*SOURCE EXCERPT:*
++++++++++

# Abraj Al Mamzar



## PaulMcD (Oct 1, 2015)

Hi all, anyone have any details on the Emirates Accommodation here? Being offered a 3b apartment there and trying to get a feel for the accommodation and local area etc. Grateful for any info/pictures etc. Ive had a look around and can only find limited info. relatively new build etc etc

Many thanks

Paul


----------



## Bigjimbo (Oct 28, 2010)

PaulMcD said:


> Hi all, anyone have any details on the Emirates Accommodation here? Being offered a 3b apartment there and trying to get a feel for the accommodation and local area etc. Grateful for any info/pictures etc. Ive had a look around and can only find limited info. relatively new build etc etc
> 
> Many thanks
> 
> Paul


Hi Paul,

You will have to be a lot more specific as there are numerous buildings known as Emirates accommodation. I live in Garhoud near Irish village and they have 5-6 buildings there. They also have some in Al qusais, and also in Tecom.


----------



## TallyHo (Aug 21, 2011)

It's in the middle of nowhere.

Ok, not quite true. But it is on the clear opposite side of Dubai from where the western expats generally live and about as far as you can get from Dubai Marina without hitting Sharjah).

The bad news, beyond what's already mentioned, is that you will be gobsmacked by the traffic. Every day. 

The good news is that you'll be forced to see the more traditional/lively/characterful parts of Dubai. And there's a halfway decent beach near you.



PaulMcD said:


> Hi all, anyone have any details on the Emirates Accommodation here? Being offered a 3b apartment there and trying to get a feel for the accommodation and local area etc. Grateful for any info/pictures etc. Ive had a look around and can only find limited info. relatively new build etc etc
> 
> Many thanks
> 
> Paul


----------



## Bigjimbo (Oct 28, 2010)

TallyHo said:


> It's in the middle of nowhere.
> 
> Ok, not quite true. But it is on the clear opposite side of Dubai from where the western expats generally live and about as far as you can get from Dubai Marina without hitting Sharjah).
> 
> ...


Just saw the title of this thread....Doh!


----------

++++++++++

*JOBS:*
1. In the Abraj Al Mamzar thread, why does Bigjimbo's first reply tell Paul that he needs to be more specific?
2. From the Abraj Al Mamzar thread, print the part that opens with the words containing "## TallyHo (Aug" and closes with "traffic. Every day.".

[Excerpts from location labeling data]
++++++++++

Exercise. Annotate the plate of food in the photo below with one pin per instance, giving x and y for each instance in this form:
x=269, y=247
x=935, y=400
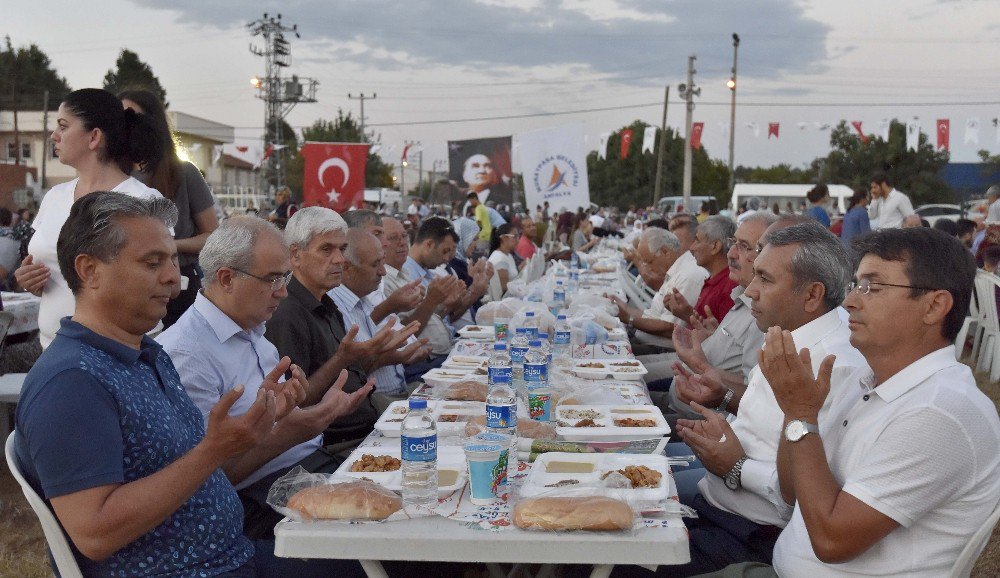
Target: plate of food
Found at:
x=382, y=466
x=609, y=422
x=642, y=479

++++++++++

*PER-TASK ANSWERS:*
1. Many different buildings are known as Emirates accommodation. Bigjimbo gives examples: Garhoud near Irish Village has 5-6 of them, and there are more in Al Qusais and Tecom.

2.
## TallyHo (Aug 21, 2011)

It's in the middle of nowhere.

Ok, not quite true. But it is on the clear opposite side of Dubai from where the western expats generally live and about as far as you can get from Dubai Marina without hitting Sharjah).

The bad news, beyond what's already mentioned, is that you will be gobsmacked by the traffic. Every day.